● **WHAT NEEDS TO BE DONE**
Only the lines from the line holding "of the metal" to the last line should be output, each exactly as given.

Dataset excerpts on object pointing
# # # #

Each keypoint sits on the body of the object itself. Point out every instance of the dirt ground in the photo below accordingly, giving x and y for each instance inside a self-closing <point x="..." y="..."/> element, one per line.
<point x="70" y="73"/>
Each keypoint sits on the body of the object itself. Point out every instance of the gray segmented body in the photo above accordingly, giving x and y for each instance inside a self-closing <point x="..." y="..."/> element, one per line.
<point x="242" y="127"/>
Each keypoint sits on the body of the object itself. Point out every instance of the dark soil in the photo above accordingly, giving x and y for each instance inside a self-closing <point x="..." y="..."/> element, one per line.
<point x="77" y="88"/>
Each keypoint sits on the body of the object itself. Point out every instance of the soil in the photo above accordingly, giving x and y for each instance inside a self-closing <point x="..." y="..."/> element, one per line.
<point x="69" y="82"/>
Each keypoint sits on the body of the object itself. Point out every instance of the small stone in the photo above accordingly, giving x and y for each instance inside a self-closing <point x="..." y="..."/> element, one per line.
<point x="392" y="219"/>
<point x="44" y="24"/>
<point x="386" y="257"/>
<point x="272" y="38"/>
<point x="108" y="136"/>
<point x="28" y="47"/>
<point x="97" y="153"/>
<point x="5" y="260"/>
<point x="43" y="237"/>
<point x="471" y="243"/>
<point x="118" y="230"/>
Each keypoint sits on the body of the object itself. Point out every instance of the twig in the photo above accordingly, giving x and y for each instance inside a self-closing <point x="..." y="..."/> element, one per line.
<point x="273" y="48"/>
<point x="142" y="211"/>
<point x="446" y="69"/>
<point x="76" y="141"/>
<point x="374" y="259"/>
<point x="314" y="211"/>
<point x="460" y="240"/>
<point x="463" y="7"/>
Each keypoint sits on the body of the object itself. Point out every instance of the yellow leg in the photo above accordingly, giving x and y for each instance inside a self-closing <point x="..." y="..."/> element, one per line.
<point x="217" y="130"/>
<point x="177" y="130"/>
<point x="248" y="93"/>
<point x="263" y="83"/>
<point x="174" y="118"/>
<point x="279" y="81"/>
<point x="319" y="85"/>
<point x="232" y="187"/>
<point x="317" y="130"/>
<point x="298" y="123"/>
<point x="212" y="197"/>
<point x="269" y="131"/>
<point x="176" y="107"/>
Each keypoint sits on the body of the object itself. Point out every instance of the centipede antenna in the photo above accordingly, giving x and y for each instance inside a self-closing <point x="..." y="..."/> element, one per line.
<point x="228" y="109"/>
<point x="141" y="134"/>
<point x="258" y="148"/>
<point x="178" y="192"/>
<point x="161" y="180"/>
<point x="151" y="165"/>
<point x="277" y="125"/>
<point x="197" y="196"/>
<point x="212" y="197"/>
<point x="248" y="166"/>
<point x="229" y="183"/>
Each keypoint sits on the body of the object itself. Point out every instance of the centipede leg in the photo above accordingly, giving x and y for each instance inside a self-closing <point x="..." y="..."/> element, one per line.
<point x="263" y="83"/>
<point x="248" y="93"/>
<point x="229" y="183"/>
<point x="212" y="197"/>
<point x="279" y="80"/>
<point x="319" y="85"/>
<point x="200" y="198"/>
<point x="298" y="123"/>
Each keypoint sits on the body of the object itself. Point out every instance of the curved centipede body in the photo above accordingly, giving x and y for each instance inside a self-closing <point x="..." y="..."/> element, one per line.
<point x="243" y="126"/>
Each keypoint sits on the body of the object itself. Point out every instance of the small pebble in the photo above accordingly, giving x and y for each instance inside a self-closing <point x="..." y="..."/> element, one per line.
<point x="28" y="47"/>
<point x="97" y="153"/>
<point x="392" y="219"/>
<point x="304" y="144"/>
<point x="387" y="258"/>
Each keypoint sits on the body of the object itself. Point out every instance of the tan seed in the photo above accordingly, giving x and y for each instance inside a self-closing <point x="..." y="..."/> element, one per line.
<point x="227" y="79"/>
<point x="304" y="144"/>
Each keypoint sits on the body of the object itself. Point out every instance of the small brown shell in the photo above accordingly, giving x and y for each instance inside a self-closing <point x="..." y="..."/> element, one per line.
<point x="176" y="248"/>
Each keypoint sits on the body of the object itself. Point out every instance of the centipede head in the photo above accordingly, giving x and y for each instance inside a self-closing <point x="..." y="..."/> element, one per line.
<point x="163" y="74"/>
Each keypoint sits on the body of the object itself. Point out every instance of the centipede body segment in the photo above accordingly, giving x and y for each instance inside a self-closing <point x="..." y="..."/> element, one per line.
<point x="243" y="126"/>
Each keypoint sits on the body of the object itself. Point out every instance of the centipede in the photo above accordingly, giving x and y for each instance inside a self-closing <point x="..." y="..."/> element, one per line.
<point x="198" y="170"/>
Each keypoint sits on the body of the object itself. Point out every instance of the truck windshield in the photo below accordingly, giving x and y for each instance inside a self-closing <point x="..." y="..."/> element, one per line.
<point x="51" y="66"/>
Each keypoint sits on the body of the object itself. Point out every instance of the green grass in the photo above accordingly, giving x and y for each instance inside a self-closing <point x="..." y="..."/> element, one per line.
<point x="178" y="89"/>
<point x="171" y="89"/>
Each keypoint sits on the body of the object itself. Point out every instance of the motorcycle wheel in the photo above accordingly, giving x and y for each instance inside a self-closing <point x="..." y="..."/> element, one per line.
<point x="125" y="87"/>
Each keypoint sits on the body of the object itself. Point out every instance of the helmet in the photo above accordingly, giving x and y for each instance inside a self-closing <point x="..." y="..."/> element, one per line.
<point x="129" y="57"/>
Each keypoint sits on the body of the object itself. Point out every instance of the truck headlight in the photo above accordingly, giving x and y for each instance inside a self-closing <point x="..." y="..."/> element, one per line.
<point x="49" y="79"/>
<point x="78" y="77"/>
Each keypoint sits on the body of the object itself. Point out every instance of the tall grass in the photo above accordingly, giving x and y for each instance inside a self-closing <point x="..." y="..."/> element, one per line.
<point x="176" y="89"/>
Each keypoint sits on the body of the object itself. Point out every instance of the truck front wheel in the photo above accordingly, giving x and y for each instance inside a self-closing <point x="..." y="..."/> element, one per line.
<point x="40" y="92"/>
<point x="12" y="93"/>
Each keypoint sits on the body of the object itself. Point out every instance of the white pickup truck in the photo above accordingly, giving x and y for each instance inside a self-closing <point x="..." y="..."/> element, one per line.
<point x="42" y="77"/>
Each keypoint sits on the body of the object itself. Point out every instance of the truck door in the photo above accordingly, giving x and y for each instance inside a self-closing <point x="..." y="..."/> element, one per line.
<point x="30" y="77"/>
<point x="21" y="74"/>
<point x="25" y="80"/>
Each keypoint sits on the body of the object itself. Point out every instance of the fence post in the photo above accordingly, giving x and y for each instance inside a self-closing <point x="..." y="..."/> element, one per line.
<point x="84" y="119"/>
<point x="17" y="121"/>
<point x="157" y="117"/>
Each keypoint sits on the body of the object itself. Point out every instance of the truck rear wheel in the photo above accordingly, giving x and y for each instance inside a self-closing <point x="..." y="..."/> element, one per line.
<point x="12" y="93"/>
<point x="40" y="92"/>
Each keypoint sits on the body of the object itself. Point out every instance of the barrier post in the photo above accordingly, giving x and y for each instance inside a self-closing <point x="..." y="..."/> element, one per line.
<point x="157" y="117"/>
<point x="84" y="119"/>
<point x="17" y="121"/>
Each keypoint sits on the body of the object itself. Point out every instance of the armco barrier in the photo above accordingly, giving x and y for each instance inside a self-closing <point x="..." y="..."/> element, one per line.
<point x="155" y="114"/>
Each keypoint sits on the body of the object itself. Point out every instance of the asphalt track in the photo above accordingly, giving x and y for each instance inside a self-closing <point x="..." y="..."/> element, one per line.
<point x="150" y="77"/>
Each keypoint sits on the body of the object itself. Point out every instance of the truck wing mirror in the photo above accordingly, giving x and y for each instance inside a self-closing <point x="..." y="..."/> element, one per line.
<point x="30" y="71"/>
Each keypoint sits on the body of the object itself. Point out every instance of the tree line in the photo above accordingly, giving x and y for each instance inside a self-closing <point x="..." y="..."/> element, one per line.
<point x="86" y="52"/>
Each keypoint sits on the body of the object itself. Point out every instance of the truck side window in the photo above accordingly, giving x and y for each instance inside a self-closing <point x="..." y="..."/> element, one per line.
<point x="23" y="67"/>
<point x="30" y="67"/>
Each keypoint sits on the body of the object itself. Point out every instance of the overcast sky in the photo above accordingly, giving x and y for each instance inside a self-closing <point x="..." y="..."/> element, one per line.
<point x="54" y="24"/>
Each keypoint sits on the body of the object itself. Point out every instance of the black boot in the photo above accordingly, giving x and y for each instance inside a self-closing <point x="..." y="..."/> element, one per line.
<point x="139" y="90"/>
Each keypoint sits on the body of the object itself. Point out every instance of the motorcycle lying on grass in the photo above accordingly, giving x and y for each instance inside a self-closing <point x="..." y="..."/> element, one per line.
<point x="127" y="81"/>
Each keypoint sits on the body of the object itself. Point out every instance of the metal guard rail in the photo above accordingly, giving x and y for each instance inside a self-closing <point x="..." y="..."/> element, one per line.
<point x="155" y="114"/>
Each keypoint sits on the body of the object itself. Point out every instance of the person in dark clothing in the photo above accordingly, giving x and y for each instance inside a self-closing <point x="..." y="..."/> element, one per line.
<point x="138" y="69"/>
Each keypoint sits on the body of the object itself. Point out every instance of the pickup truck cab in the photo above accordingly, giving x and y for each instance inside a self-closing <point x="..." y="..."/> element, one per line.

# # # #

● **COMPLETED EXERCISE**
Each keypoint sits on the body of the object itself. Point out every instance of the metal guard rail in the photo above accordingly, giving x and y for each instance inside a self-closing <point x="..." y="..."/> element, one per line.
<point x="155" y="114"/>
Each keypoint sits on the body of the object itself. Point out every instance of the person in dark clothing in the photo above accordingly, giving x and y for each instance inside a self-closing <point x="..." y="..."/> element, one per line.
<point x="138" y="69"/>
Each keypoint sits on the body of the object itself. Point out every instance of the pickup truck cab in the photo above accordingly, giving x and y for each instance inside a self-closing <point x="..." y="..."/> element, one per line.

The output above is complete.